_MATERIAL SHOWN_
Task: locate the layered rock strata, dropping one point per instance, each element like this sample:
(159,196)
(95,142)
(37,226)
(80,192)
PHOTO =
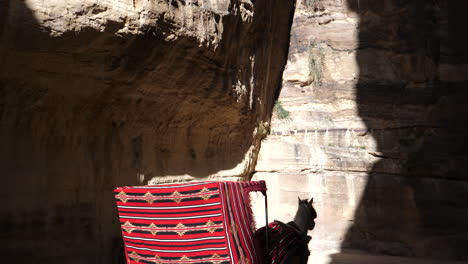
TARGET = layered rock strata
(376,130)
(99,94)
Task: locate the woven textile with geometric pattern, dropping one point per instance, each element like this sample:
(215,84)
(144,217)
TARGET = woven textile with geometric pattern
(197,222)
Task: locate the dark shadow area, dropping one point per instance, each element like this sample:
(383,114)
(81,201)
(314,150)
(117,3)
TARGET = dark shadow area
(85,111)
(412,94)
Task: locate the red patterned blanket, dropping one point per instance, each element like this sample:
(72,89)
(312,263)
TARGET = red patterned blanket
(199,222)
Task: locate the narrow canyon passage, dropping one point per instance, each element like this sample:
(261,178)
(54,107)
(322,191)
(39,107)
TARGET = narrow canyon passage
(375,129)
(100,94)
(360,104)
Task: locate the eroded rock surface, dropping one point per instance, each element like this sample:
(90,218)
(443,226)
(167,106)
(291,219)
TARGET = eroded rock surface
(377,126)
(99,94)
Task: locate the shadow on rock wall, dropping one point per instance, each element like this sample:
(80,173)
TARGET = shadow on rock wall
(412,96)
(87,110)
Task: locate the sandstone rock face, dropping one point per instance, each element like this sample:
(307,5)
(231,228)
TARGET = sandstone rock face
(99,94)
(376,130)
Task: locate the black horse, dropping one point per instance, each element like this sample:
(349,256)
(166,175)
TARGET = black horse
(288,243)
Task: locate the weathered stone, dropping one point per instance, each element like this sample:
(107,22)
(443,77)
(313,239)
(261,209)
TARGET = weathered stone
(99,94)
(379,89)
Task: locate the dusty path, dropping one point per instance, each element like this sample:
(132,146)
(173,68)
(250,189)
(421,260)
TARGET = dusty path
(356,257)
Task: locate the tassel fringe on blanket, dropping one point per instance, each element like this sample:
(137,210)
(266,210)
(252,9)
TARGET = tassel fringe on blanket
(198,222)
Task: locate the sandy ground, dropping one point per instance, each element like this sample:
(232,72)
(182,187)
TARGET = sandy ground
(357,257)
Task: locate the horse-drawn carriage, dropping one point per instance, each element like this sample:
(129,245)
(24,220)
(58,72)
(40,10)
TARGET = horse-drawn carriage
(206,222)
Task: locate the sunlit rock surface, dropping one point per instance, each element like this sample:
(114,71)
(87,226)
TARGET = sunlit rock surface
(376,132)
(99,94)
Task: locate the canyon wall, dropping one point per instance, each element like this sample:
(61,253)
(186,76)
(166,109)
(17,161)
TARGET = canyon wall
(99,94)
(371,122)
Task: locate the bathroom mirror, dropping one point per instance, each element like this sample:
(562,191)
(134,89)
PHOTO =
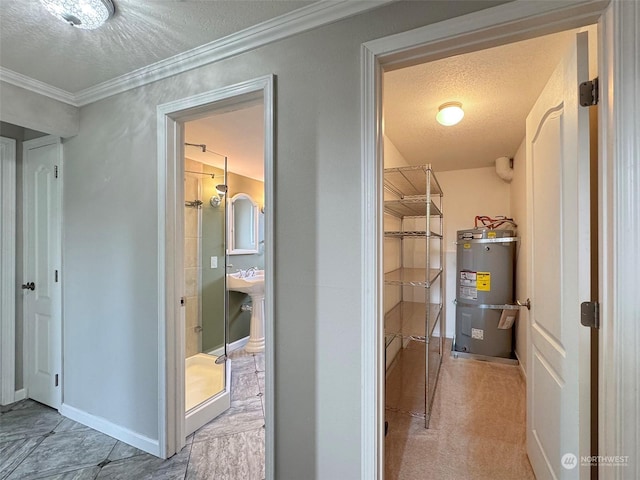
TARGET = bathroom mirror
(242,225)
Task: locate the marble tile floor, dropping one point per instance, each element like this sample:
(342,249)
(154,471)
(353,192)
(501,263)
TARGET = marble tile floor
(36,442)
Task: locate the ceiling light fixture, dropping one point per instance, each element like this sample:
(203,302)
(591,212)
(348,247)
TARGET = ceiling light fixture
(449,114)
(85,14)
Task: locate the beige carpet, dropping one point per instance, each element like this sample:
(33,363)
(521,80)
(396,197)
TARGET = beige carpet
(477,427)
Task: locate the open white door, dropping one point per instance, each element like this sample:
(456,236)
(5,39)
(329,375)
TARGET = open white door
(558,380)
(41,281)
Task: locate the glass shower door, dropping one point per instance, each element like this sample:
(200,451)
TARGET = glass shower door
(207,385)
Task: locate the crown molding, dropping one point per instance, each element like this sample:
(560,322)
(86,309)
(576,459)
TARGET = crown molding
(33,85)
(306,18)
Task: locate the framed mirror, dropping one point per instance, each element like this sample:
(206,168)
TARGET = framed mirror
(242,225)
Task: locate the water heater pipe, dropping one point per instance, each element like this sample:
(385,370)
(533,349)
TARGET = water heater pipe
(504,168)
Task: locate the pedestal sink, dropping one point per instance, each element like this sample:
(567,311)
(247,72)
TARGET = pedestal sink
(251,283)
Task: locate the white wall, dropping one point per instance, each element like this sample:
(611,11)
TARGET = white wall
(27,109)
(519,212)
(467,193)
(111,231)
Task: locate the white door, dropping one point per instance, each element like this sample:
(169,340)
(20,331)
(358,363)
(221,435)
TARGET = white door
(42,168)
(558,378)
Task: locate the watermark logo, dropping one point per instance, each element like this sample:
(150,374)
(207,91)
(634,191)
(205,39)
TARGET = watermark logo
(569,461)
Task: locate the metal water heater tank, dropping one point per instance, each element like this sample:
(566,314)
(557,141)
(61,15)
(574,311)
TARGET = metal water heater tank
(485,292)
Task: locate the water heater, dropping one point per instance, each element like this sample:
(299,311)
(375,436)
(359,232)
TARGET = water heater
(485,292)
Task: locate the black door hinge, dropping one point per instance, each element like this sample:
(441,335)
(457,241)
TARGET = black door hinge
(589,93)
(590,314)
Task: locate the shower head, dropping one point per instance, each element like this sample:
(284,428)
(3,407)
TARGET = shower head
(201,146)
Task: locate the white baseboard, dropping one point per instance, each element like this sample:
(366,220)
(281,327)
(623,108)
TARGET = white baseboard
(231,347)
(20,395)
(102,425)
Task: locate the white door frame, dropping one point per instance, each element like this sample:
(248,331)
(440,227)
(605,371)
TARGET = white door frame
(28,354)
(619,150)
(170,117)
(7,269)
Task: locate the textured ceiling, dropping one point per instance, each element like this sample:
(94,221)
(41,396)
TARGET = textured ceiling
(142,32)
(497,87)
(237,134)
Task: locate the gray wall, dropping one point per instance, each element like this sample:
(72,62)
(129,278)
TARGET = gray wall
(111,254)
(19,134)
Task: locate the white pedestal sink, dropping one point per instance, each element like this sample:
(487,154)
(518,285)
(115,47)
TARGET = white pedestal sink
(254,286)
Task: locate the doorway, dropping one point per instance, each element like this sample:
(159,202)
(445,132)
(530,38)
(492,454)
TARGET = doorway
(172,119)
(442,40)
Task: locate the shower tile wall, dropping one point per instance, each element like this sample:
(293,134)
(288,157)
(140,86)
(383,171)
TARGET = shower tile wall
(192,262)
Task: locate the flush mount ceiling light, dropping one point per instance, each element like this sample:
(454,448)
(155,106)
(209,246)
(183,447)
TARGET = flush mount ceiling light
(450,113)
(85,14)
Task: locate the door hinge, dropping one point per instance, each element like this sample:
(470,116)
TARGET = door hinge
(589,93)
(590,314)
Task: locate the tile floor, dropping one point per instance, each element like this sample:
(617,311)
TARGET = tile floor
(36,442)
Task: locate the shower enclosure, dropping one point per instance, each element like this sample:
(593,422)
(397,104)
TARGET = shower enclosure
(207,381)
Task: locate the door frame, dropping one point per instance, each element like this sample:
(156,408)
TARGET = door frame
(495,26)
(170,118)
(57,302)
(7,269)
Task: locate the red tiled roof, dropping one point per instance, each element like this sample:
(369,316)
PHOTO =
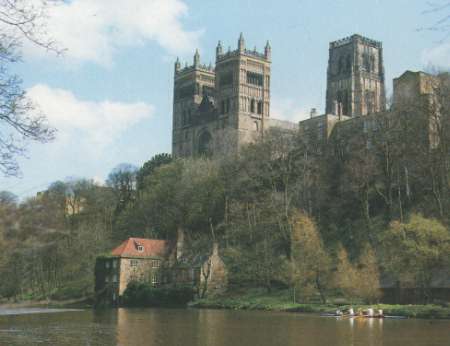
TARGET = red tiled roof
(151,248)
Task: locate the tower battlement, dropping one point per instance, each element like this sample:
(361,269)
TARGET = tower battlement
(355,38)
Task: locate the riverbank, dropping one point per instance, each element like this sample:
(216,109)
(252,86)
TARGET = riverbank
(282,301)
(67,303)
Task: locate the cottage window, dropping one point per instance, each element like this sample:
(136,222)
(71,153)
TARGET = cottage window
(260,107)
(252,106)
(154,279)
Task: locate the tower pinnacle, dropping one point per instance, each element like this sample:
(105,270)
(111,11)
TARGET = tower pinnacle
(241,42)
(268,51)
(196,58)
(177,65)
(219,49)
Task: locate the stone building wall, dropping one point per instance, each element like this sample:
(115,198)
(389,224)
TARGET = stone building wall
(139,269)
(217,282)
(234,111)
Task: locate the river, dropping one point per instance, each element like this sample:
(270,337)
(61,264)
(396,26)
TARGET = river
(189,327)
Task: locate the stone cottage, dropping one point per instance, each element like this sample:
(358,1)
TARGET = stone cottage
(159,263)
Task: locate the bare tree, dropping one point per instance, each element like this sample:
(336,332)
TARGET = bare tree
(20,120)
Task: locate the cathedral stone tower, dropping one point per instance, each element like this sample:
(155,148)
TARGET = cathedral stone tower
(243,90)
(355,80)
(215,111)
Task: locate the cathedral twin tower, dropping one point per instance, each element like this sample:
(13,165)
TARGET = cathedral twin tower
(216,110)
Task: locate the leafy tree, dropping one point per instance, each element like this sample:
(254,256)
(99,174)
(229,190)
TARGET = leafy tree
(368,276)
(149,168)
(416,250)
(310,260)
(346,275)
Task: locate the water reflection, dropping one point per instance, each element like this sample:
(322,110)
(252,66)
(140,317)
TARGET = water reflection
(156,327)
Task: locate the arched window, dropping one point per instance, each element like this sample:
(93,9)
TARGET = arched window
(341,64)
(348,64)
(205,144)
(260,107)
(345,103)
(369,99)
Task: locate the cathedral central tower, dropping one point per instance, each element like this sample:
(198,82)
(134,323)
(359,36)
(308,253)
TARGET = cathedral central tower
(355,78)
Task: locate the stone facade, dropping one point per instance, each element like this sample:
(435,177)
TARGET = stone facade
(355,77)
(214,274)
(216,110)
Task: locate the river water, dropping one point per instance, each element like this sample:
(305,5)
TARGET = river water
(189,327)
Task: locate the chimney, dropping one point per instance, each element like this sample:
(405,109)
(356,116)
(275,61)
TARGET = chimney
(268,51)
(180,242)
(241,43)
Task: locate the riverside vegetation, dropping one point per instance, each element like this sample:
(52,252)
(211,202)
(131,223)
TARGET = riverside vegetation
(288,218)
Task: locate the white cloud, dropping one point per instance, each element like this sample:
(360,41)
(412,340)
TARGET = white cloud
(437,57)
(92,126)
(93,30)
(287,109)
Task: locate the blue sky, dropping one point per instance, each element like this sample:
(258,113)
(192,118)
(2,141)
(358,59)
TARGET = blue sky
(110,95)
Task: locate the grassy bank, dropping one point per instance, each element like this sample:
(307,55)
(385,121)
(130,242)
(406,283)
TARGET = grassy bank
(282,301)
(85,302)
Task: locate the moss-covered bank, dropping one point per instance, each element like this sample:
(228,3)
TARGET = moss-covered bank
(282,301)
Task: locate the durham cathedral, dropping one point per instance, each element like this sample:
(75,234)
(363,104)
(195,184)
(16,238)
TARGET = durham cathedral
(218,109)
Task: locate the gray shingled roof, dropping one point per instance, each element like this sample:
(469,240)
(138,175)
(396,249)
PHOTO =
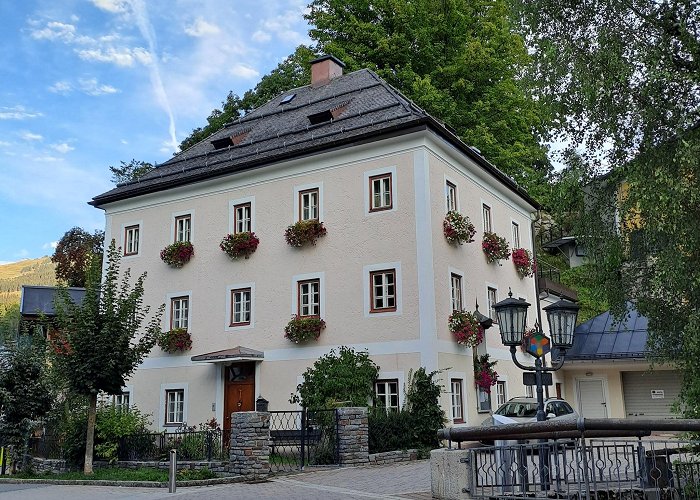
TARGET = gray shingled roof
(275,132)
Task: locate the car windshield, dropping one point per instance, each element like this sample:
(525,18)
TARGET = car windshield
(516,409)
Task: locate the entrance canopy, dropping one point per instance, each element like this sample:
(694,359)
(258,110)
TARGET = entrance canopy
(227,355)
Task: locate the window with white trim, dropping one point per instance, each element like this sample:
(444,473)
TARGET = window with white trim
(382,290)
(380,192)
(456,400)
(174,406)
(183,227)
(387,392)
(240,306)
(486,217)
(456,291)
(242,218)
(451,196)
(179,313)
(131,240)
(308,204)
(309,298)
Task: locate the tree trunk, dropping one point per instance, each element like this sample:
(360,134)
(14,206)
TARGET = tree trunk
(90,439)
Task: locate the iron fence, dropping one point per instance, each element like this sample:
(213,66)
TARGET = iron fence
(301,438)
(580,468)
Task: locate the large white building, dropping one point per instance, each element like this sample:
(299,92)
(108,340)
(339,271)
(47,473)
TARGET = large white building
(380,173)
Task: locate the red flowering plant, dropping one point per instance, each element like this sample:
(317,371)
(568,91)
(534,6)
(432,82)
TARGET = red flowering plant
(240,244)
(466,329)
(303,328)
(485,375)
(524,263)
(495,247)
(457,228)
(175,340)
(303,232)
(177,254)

_AIM OF THE TASK_
What do the lines above say from the one containing "Task: locate the red patterned" down to the one containing "Task: locate the sandy"? Return them exactly, both end lines included, and only them.

_ANSWER FOR THIS EXERCISE_
Task: locate the red patterned blanket, dropping one point per instance, each element like this sample:
(72,89)
(312,263)
TARGET = red patterned blanket
(199,222)
Task: locate the narrow canyon passage, dropping one point per instance, each element like this sample:
(261,178)
(54,107)
(322,191)
(39,107)
TARGET = narrow canyon passage
(375,129)
(100,94)
(360,104)
Task: locate the eroded rock surface, dropping one point per instance, each element like this sample:
(90,218)
(443,226)
(167,106)
(291,219)
TARGET = eroded rock surface
(377,126)
(99,94)
Task: locate the shadow on rock wall, dropping one point per instance, each element like this sample:
(80,173)
TARGET = shadow on rock wall
(412,96)
(87,110)
Task: locate the sandstone rock face, dropping one point per instance, each element like this sample:
(307,5)
(231,228)
TARGET = sandstone rock face
(99,94)
(376,130)
Task: locate the black horse, dropping one point per instance, each element like this sample:
(349,256)
(166,175)
TARGET = black horse
(288,243)
Task: locate the weathered stone, dropping one point per instance, each element like this sample:
(107,22)
(443,77)
(313,239)
(261,209)
TARGET = weathered stone
(99,94)
(379,89)
Task: locate the dusty path, dropping one point per instance, each element like this sample:
(132,146)
(173,68)
(250,189)
(421,260)
TARGET = dusty path
(356,257)
Task: locate the tassel fringe on blanket, dropping one point per instance, each element like this sample:
(137,210)
(266,210)
(252,9)
TARGET = tassel fringe on blanket
(198,222)
Task: locate the sandy ground, dropping one point per instance, each element like this sample:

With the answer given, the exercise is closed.